WHAT NEEDS TO BE DONE: Return the material word for word. Do not include the pictures.

Records from a data collection
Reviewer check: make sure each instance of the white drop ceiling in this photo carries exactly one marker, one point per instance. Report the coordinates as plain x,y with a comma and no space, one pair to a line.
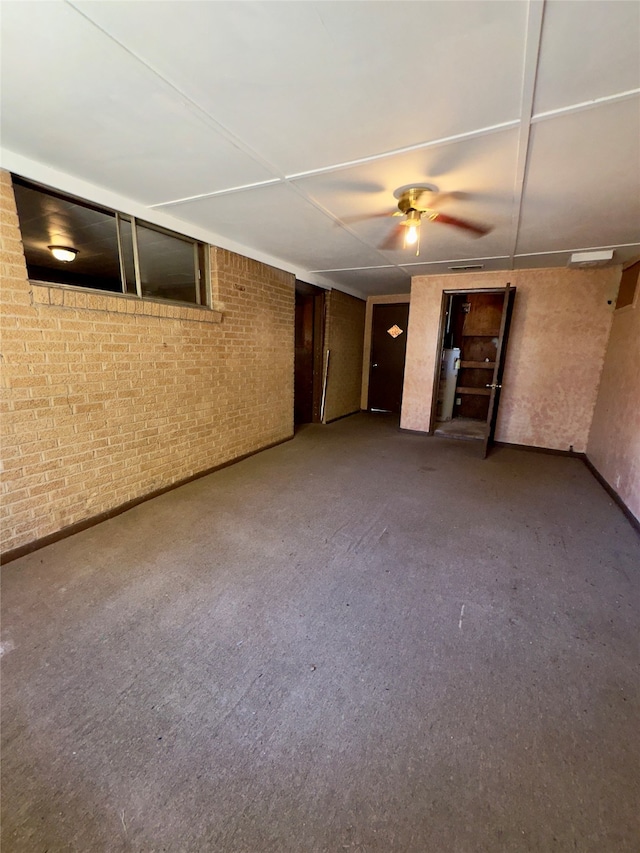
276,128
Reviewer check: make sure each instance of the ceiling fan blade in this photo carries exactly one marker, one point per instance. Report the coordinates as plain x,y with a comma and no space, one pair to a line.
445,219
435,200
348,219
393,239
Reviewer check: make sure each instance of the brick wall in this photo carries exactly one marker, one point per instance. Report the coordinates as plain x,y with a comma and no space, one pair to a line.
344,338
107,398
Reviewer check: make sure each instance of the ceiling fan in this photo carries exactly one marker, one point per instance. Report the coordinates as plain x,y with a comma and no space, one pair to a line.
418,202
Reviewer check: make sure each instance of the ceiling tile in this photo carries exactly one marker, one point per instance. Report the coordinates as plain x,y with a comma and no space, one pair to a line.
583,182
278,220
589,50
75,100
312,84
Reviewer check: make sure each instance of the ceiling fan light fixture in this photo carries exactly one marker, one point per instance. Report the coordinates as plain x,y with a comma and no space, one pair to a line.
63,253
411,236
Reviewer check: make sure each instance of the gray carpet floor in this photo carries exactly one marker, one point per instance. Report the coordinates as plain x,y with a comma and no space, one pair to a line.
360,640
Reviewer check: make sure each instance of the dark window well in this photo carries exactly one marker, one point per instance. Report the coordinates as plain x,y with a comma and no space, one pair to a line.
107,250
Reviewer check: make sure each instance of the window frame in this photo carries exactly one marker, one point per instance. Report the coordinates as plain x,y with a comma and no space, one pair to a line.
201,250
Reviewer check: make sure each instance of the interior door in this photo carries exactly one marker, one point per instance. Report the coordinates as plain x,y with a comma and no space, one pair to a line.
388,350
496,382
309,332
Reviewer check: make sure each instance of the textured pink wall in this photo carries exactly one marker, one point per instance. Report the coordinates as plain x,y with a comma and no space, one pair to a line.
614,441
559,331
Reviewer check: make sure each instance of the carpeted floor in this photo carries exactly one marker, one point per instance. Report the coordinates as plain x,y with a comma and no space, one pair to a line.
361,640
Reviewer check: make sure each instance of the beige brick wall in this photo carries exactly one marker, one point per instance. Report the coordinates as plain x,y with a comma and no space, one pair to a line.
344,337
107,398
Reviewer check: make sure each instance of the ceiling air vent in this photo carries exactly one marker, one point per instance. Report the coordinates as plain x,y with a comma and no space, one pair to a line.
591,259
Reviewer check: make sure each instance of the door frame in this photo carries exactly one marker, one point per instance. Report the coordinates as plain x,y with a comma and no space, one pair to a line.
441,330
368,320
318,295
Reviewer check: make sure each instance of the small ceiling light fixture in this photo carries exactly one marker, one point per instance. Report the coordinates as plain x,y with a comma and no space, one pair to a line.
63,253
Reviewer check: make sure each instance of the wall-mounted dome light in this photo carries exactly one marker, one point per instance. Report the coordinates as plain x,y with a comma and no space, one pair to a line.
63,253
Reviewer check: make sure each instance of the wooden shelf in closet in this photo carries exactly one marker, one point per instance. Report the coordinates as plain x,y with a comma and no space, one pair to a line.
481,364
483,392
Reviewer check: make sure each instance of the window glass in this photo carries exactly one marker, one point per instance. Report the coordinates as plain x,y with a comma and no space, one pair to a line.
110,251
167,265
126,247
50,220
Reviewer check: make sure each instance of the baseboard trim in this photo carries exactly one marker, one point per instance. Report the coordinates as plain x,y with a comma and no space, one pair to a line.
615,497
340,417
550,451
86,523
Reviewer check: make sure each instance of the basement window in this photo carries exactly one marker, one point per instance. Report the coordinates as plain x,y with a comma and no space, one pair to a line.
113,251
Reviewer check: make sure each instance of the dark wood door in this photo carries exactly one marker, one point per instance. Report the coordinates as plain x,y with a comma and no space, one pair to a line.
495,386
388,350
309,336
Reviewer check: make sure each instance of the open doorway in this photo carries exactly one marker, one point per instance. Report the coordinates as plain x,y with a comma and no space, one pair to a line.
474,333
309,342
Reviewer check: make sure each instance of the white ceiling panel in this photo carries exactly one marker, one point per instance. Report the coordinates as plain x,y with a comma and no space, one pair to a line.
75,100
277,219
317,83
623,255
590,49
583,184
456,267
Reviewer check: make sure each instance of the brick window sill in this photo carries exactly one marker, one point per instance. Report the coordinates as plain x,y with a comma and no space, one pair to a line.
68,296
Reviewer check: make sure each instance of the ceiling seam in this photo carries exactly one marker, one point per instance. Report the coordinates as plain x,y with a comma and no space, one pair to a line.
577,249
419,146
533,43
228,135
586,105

SOLVED PROBLEM:
Reviewer check: make sure each instance of the white drop ceiling in this photo carries exactly one marker, one point per instance. Report the coordinates as plain x,y with a comma and no space, one pair to a line.
276,128
Reviewer check: make sure each instance of the ceiling fan blade in this photo carries exactly one marker, one point per instance. Report the coordinates as plain x,y with a comma and no space, one pair to a line.
445,219
435,200
348,219
393,239
Reviewer check: make sure each instance of the brick wall in this photo carries exactly one marker, one point per instance. Report the coordinates as plain x,y with a comma and no space, one pair to a line.
344,338
107,398
Reviewer check: make sure each instance of the ceiling fan in this photo carries exactly one marker, one point per instance. Report the coordinates as plain x,y with a comma and no space, one pair to a line.
418,202
Reviewer check: make sure each instance of the ceiling tile in this photo carries exactly one marker, one point per instance. Report the coordinates as plain x,y with a comma and no space, one pair to a line.
583,182
278,220
589,50
75,100
312,84
Reviewer check: make sure each instance of the ceiling fan light fixture in this photo carries exactly one marker, one point per instance. Report the coordinates as plain x,y with a comma and no space, one pair to a line.
63,253
411,236
Reviewer check: make sure each instance of the gray carpet floor in this photo carries exactly one marker, one point per instance. Report the coordinates as plain x,y with a comma and no space, one pair to a line.
360,640
Reviewer check: make sure each instance of the dark window well in this photo carries exactly one marker, one point per instance. Report the coordinates as plain x,y with a comma and no space, one pair to a line.
107,250
Reviewer check: make sure each instance of the window frame in this photo carries exactly one marker, one point per instance. Report the coordinates as plain x,y with a comma and no space, one pair to a line.
201,250
Reviewer check: make sure each instance of the interior door in this photo carries exactly one marker, one point per instance. Report the coordinates as plain x,y with a comma and no space, one pair to a line.
388,350
496,382
309,332
Reviewer check: make sure each instance of the textured pink wall in this photo carries exactly one marker, one point per instance. Report the coordinates as plain x,y with a comma and no space, one pair to a line.
614,441
559,331
Reviewer check: make sure each instance of the carpeted floor in this photo carries exactly one marker, one point per instance. Report the coordinates as plain x,y with a comma and no space, one pair to a line.
361,640
Reviewer check: make sure each instance of the beige brick wall in this photo carries exactly one marker, one point per instance. Report the coordinates as plain x,y with a comma and no space, one pair to a line.
344,337
107,398
Reviewer check: make sure each instance of the ceiling air vent in this photo carries exactly one marker, one point per instance. Report the coordinates as plain x,y with a comma and no space, one pair to a line.
591,259
Reviewer check: make sure each instance of the door frame in this photo carries exactly one marker, one point per instance. Report the coordinates as plain x,y with a comma and no space, one pair to a line.
441,330
368,320
318,295
Reviewer check: make sure each instance of the small ceiling light fixture in this photo carries exactly one marker, one point per instance. Report the coordinates as plain x,y with a comma and no space, one pair to a line.
63,253
Reviewer check: make sure each instance of the wall-mounted dome light in this photo carries exactly one marker, one point per instance. Report the coordinates as plain x,y with a comma and no space, one pair to a line.
63,253
Reviewer check: make sure each instance of the wooden shelf in closet in this photo carries exactly one marker, one point per instance. Report the coordinates as plain x,y with a comma and no space, one pair to a line.
481,364
483,392
Reviewer check: make sure each instance of the window glass in this photo carries exactly one marker, one point per instance. Report the coordinates as plain x,y with a comma and no space, one pair to a line.
110,251
167,265
126,247
50,220
Reviewer check: make sure each instance of the baseboard trim in this photo carries exactly one marker, one point per instance. Report the coordinates as plain x,y with a comma and no space, one pair to a line.
615,497
340,417
550,451
86,523
Reviewer check: make sure each instance of the basement window in this photo carries exactly one marker, one point per instance. Report the coordinates as plain x,y with a comma and no space, one pair to a line.
113,251
Reviewer check: make sure each instance of the dark wood door in this photo carries exactly one marker, one point per instance. Report the coordinates as plain x,y with a comma and no space, one pair to a line.
495,386
388,350
309,336
Reviewer check: make sure each instance of the open doorway in this photo carries exactly one marker, one point per instance. Report the coordinates as plain x,y with a comma and no space, one pair to a line.
474,333
309,342
Reviewer check: make sure each instance of the white ceiling panel in this photo carries exactly one marker, one point per instance. Report the coordinates as plain x,y with a comma and no space, one pair to a line.
75,100
277,219
317,83
623,255
590,49
583,184
456,267
Reviewer check: make sure each instance of the brick window sill in this photo carries exactly one marker, one point per instance. Report the coordinates as plain x,y with a comma and no space, one pair to a line.
68,296
Reviewer check: make sure each instance of the ceiling seam in this photo carries exactly one marker, one point per instance. Report the coordinates as plain x,y with a comma and no space, one pair to a line.
577,249
419,146
533,43
228,135
586,105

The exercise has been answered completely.